According to Leander Kahney, author of “Jony Ive: The Genius behind Apple’s Greatest Products,” their meeting room has some sort of insanely expensive espresso machine. It used to be the $3,000 Italian Grimac, but after that machine started leaking, the team replaced it by an unknown but likely equally boffo brewer.

The barista job Apple is currently looking to fill likely won’t be making coffee for Ive, but the company has high expectations for the role. Apple is still searching for someone who can make a stellar beverage “while maintaining speed, quality and consistency.”

Those interested in the position should remember that while their customers will be the people who created the products that arguably run the world, they, too, are only human and require coffee to get their mega-brains revved up in the morning.

Applicants should also keep in mind that if they don’t micro foam their lattes to perfection, they could be held personally responsible for the next MacBook bug.

The job also requires an “interest in making guest’s espresso special à la latte art” while maintaining a positive demeanor. That means the barista should refrain from scowling at the intern who requests that the barista draw a teddy bear in his latte foam every day.

> _Work item 1_:
Decide whether each statement agrees with the passage on Apple's barista opening, answering yes or no and quoting the words that settle it: (a) Apple's design team replaced its Grimac espresso machine after it began leaking. (b) The barista Apple hires will likely make coffee for Ive. (c) The job calls for an interest in latte art.
> _Work item 2_:
Write the next few sentences of the passage on Apple's barista opening, picking up after its final sentence.

> _Data segment_:
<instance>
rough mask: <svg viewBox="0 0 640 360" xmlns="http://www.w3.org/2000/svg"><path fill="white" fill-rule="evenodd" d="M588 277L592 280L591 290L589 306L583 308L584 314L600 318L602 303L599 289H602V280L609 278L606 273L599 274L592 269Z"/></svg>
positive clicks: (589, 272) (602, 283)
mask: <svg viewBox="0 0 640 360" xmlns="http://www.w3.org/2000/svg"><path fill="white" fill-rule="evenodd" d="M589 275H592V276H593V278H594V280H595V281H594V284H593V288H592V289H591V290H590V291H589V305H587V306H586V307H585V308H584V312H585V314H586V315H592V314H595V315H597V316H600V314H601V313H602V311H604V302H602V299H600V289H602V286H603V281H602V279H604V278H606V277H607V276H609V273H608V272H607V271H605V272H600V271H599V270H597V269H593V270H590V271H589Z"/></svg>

> _Written reply 1_:
(a) Yes: "after that machine started leaking, the team replaced it by an unknown but likely equally boffo brewer."
(b) No: "The barista job Apple is currently looking to fill likely won’t be making coffee for Ive."
(c) Yes: "The job also requires an “interest in making guest’s espresso special à la latte art”."

> _Written reply 2_:
The visitor center café — where the job is based — could potentially be a grueling place to work. Even though tech offices are often designed to be relaxing, comfortable places that encourage employees to work long hours, the description of the barista job mentions that it could involve “environmental exposure to cold, heat and water.”

That sounds a little ominous. Will crazed engineers be throwing water on you as punishment for subpar coffee? It’s hard to say.

As a kicker, applicants should be aware that, while serving high quality coffee beverages with a smile on their faces to some of the busiest and most stressed out people, they must be “groomed in appearance at all times.”

That could mean that if Apple’s grooming standards are as high its coffee standards, they should get ready to serve up beautiful latte art at high speed — all while wearing slacks.